= Task data =
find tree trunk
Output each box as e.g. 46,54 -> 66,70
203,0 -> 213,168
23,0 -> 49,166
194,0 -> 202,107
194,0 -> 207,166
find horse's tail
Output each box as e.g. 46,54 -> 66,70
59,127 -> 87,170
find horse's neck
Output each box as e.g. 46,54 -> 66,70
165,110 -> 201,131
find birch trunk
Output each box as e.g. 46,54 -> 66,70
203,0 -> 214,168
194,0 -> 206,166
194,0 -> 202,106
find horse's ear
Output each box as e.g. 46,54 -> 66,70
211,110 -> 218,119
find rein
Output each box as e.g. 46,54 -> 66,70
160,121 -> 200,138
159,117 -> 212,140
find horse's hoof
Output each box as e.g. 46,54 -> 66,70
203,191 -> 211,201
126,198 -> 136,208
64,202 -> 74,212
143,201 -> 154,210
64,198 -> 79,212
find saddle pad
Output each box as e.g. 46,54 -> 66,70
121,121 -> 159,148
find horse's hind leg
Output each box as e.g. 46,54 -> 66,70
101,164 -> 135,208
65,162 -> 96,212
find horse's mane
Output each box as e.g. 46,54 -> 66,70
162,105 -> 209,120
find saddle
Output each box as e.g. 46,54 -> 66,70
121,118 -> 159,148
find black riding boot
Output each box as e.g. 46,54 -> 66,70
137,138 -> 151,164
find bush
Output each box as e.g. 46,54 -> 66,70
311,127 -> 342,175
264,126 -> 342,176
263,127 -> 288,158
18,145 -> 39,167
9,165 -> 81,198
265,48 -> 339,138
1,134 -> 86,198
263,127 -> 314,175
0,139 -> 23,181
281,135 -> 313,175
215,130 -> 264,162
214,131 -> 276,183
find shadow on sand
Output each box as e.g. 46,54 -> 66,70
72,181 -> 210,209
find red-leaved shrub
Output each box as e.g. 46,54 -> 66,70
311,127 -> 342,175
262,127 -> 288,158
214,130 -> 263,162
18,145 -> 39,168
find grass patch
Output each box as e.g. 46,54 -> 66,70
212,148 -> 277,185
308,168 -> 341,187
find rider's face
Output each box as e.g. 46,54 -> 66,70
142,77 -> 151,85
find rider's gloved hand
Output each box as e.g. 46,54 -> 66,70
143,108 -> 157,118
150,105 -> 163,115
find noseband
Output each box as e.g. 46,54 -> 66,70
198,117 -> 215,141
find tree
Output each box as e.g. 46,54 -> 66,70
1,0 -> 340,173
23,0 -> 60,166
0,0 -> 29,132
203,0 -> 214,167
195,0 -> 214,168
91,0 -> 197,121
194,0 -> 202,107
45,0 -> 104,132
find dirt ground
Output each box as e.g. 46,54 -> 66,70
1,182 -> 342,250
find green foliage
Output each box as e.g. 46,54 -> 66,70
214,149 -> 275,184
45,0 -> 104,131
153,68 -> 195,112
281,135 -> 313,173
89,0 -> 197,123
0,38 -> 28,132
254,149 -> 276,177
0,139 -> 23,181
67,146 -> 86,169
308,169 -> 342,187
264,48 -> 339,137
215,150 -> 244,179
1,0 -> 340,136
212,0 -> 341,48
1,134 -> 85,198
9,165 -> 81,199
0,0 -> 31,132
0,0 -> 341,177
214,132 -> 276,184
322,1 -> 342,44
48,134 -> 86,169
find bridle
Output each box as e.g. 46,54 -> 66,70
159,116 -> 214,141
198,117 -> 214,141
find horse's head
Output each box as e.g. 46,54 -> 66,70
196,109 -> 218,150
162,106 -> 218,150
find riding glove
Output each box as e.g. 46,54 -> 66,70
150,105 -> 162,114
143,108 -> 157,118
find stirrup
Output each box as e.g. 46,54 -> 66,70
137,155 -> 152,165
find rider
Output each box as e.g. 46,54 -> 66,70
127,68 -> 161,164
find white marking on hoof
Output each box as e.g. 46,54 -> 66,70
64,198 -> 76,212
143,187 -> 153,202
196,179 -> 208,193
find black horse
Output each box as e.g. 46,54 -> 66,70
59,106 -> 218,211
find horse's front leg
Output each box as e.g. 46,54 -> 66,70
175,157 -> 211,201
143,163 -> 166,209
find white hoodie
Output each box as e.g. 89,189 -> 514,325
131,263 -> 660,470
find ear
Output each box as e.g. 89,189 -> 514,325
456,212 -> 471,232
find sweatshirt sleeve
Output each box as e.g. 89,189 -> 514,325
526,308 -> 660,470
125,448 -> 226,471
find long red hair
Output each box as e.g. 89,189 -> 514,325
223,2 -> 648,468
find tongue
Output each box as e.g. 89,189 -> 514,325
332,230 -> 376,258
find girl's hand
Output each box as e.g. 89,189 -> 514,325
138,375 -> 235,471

= Task details =
In the listing above, find the line containing "find white marking on hoof" and the line containing "find horse's front leg", then quote both, plus every line between them, exactly as written.

= Exercise answer =
find white marking on hoof
Output each box as e.g. 46,54 -> 66,70
64,198 -> 76,212
143,187 -> 153,202
196,179 -> 208,193
find black horse
Output each box as e.g. 46,54 -> 66,70
59,106 -> 218,211
find horse's front leg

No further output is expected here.